** Passage provided **
SIX months after a fatal accident cut the life short of a popular Melrose student, his family have formed a new charity in his name.

After officially launching last month, the George Crawford Legacy Trust has already raised over £5000 to help local groups.

And their next fundraiser is already in the pipeline.

Horse riding enthusiast George was only 20 years old when he was hit by a car while walking back to his university halls last October.

He had just started his agricultural studies at Harper Adams University in Shropshire when the accident occurred.

After lifting the wallet of his friend by mistake during a night out, his ID was incorrectly given by police when he reached the hospital resulting in his parents missing his final hours.

More than a thousand people travelled to join them in paying tribute to the talented young sportsman last year.

Over 180 people attended the George Crawford Legacy Trust official launch in Melrose last month.

The drink reception held at George’s home was a huge success with the tickets, auction, and raffle money going directly into helping others.

And now the Trust has planned a four-day cycle expedition to honour his life.

Starting in Melrose the group will cycle all the way to Harper Adams in Shropshire.

They will be stopping at the cemetery outside Melrose to pay their respects to George before setting off on the 325-mile challenge.

The Harper Adams or Burst Challenge will be undertaken by 12 fundraisers between June 2 and June 5.

Cameron Crawford, George’s father told us: “We lost our son in a tragic accident in October last year.

“To help us adjust to the new life we have been presented with, we have formed the new charity George Crawford Legacy Trust.

** Data under study **
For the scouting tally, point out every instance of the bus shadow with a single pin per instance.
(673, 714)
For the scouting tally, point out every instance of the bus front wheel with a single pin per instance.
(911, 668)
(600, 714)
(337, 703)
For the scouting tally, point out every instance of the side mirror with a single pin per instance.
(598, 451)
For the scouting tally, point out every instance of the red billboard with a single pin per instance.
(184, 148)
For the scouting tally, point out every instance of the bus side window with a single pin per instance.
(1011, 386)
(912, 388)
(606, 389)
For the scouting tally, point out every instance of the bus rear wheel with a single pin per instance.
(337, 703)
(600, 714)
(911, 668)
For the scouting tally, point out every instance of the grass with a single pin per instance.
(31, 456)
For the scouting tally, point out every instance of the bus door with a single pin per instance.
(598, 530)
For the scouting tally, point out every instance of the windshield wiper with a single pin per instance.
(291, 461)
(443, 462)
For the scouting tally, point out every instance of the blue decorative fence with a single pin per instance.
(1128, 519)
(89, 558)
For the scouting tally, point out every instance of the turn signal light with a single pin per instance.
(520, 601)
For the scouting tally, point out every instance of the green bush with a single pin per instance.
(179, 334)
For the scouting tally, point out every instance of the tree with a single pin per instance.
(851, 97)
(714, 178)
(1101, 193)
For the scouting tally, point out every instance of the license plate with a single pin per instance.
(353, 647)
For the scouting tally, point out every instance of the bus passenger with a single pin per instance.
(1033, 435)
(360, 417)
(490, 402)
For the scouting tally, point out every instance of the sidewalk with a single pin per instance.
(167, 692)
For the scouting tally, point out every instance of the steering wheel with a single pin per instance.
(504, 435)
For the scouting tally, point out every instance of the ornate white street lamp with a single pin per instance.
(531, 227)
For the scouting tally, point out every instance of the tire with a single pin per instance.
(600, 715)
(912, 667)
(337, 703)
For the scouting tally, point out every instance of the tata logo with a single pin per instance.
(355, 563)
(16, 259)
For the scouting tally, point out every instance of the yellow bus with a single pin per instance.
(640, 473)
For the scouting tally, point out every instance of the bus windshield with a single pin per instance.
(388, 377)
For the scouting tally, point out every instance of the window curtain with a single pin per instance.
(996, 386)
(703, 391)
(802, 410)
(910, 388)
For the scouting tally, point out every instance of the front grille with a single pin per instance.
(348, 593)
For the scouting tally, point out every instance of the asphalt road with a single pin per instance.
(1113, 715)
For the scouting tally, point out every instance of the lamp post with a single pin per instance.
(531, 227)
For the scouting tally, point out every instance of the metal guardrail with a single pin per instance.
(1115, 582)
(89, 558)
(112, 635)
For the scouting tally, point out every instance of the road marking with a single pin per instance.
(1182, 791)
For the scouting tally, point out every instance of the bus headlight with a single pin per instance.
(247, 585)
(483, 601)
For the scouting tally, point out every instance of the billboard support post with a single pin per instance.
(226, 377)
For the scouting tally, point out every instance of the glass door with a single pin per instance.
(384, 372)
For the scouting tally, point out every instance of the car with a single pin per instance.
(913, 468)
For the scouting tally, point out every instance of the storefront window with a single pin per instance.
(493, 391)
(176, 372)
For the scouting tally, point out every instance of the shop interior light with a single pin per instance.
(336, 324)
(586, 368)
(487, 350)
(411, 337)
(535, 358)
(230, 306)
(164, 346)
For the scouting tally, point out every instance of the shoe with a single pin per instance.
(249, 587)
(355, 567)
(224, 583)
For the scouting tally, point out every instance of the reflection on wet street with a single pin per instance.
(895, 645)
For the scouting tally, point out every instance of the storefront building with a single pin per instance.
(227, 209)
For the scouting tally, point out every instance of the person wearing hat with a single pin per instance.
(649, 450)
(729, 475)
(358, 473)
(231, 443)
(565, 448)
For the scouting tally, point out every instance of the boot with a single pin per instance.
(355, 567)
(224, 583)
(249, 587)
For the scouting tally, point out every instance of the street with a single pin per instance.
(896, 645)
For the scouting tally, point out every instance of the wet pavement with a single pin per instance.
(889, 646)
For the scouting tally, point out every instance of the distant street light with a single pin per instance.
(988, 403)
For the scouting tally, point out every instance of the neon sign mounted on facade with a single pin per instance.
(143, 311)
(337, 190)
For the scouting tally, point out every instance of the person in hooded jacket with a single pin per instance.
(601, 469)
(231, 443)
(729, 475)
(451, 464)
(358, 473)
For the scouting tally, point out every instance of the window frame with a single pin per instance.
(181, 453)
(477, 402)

--

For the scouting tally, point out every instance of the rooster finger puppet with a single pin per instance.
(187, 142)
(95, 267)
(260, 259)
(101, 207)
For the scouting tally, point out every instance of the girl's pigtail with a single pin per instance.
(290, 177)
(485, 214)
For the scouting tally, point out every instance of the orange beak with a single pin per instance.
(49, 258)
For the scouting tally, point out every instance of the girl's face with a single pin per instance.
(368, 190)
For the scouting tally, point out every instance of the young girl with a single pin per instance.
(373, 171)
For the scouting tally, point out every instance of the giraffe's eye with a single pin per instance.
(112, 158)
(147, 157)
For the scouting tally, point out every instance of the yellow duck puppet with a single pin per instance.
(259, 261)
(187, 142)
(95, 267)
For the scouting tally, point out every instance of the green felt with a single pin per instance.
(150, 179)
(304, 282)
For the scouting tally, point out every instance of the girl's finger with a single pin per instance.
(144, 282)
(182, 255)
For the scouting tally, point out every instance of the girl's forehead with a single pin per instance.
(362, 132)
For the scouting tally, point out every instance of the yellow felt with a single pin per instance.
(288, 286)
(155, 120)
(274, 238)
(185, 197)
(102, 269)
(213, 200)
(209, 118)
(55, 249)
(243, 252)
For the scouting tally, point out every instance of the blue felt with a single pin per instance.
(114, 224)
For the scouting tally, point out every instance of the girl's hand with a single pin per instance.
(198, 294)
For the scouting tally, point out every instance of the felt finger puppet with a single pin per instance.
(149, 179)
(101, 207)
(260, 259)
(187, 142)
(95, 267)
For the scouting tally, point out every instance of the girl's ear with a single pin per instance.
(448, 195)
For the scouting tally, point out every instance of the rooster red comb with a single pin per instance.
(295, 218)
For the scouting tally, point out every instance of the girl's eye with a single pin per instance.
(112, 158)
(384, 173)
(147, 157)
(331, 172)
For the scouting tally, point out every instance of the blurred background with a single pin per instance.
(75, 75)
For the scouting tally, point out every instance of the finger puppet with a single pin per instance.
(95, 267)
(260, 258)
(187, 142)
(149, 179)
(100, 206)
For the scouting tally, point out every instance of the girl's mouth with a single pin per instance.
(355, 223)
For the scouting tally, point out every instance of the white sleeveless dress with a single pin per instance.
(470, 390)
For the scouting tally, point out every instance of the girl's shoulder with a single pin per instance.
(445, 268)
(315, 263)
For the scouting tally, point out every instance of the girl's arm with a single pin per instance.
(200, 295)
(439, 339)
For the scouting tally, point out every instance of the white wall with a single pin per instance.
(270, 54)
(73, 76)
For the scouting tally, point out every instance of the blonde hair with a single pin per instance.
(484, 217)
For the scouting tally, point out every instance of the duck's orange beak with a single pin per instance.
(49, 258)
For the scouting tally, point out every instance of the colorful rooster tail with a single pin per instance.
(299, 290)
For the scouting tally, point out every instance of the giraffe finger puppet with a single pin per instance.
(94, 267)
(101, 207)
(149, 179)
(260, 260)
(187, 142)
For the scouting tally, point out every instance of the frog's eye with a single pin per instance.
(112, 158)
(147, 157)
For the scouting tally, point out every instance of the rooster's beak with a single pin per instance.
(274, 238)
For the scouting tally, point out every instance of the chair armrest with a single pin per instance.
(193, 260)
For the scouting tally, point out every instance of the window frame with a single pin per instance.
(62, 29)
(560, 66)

** List of tasks **
A - Name every source of the money raised at the drink reception, as listed in the article about the George Crawford Legacy Trust.
B - Continue the article about the George Crawford Legacy Trust from the point where it stops.

** Results in order **
A - Tickets, auction, raffle

B -
“We are so thankful to everyone who came and supported our launch.

“One of the highlights of the night was when a bottle of whisky donated by our friend and neighbour Doddie Weir was auctioned and raised a fantastic £500.

“This along with the raffle and ticket sales raised a good amount and set the trust on its way.

“As George was a very sociable person and had an affinity with people, we wanted the money to go to help others."

Already the trust has donated £2500 to support Riding For The Disabled in Ancrum for the purchase a new horse named Alfie.

And it has given a donation to the Injured Jockeys Fund of £2500.

Trustees are also getting involved in a project to help youths from disadvantaged urban areas to be trained in pony racing and providing all round horse care.

A pilot for the project has been ongoing in London and 45 young people now work full time within the British racing system.

Another goal is to help set up a Scottish and North of England system to help youths break the cycle and find a new life.

And also they want to provide a local youngster with a financial bursary to help with sporting goals or educational needs.